COMPITO SCRITTO A: Ricopia senza modifiche le righe dell'elenco che vanno da quella contenente "Find bell tower." fino a quella contenente "xmin=243 ymin=257 xmax=264 ymax=269", entrambe comprese.

ESTRATTO DELLA PAGINA:
┌──
Vabbè, sarà per un'altra volta. Per "fortuna", si consolano ora nella base liberale, l'abbiamo scampata bella. E sì, perché, anche se virtuale, un po' ci sarebbe dispiaciuto che un'etichetta col nome PLI si fosse imbarcata in qualche buffonata. Ora sì, caro Segretario-Gattopardo, che siamo d'accordo con la tua filosofia: meglio che fai tutto tu, senza fare nulla, s'intende. Promesso? Cambiare perché nulla cambi. Come sempre, del resto. Viva Croce, Einaudi e il Risorgimento.
└──
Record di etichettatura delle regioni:
┌──
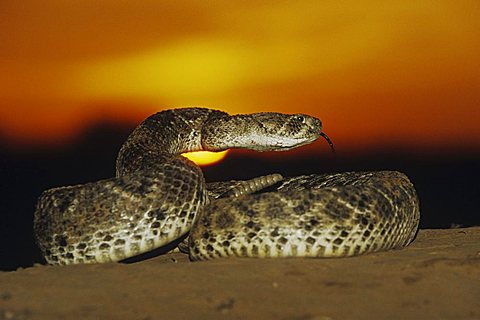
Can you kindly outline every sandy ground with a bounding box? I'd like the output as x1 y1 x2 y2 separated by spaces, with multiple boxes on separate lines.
0 227 480 320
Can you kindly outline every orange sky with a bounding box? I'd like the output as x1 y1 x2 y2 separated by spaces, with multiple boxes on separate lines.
0 0 480 151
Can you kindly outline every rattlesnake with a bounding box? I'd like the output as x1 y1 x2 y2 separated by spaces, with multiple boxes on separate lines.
34 108 419 264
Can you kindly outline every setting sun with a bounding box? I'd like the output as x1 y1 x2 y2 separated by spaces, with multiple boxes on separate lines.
182 150 229 166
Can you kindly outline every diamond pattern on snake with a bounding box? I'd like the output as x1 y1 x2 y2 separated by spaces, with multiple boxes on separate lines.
34 108 420 265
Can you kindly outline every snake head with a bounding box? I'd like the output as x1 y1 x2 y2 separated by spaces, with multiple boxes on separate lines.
202 112 329 151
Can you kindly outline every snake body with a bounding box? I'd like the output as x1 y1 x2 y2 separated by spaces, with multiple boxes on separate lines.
34 108 419 264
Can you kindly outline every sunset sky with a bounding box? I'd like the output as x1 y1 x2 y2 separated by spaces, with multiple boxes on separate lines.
0 0 480 155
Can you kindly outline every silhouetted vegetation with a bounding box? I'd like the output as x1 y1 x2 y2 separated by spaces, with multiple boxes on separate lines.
0 123 480 270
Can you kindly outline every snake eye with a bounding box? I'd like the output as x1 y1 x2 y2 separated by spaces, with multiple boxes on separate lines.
295 115 305 123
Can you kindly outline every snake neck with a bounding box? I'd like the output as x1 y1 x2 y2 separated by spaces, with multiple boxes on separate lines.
116 108 228 176
117 108 322 176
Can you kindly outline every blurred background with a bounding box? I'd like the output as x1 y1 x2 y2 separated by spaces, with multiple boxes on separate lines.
0 0 480 270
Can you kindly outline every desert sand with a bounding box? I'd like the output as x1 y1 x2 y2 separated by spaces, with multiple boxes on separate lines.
0 227 480 320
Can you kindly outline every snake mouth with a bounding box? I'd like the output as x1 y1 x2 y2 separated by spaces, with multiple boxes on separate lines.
320 132 335 153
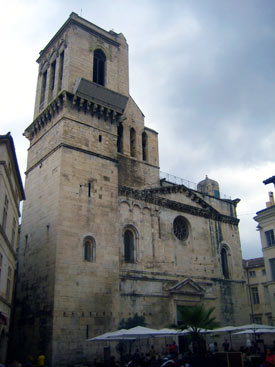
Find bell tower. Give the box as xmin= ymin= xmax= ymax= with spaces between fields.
xmin=14 ymin=13 xmax=159 ymax=365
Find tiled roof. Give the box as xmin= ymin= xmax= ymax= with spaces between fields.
xmin=243 ymin=257 xmax=264 ymax=268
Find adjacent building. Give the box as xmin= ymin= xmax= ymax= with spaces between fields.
xmin=243 ymin=257 xmax=273 ymax=325
xmin=254 ymin=176 xmax=275 ymax=324
xmin=0 ymin=133 xmax=25 ymax=363
xmin=14 ymin=13 xmax=249 ymax=366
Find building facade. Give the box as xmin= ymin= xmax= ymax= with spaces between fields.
xmin=254 ymin=176 xmax=275 ymax=325
xmin=243 ymin=257 xmax=273 ymax=325
xmin=0 ymin=133 xmax=25 ymax=363
xmin=14 ymin=13 xmax=249 ymax=366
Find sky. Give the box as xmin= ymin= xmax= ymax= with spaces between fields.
xmin=0 ymin=0 xmax=275 ymax=259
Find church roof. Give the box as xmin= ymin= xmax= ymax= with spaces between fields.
xmin=243 ymin=257 xmax=264 ymax=269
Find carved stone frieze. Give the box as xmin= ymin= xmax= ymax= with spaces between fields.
xmin=118 ymin=185 xmax=239 ymax=225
└──
COMPITO SCRITTO B: A chi o a che cosa viene rivolto il «Viva» nell'ultima frase dell'estratto?

RISPOSTA SCRITTA A:
Find bell tower. Give the box as xmin= ymin= xmax= ymax= with spaces between fields.
xmin=14 ymin=13 xmax=159 ymax=365
Find tiled roof. Give the box as xmin= ymin= xmax= ymax= with spaces between fields.
xmin=243 ymin=257 xmax=264 ymax=268
Find adjacent building. Give the box as xmin= ymin= xmax= ymax= with spaces between fields.
xmin=243 ymin=257 xmax=273 ymax=325
xmin=254 ymin=176 xmax=275 ymax=324
xmin=0 ymin=133 xmax=25 ymax=363
xmin=14 ymin=13 xmax=249 ymax=366
Find building facade. Give the box as xmin= ymin= xmax= ymax= with spaces between fields.
xmin=254 ymin=176 xmax=275 ymax=325
xmin=243 ymin=257 xmax=273 ymax=325
xmin=0 ymin=133 xmax=25 ymax=363
xmin=14 ymin=13 xmax=249 ymax=366
Find sky. Give the box as xmin= ymin= xmax= ymax= with spaces between fields.
xmin=0 ymin=0 xmax=275 ymax=259
Find church roof. Give the box as xmin= ymin= xmax= ymax= with spaces between fields.
xmin=243 ymin=257 xmax=264 ymax=269

RISPOSTA SCRITTA B: A Croce, Einaudi e il Risorgimento.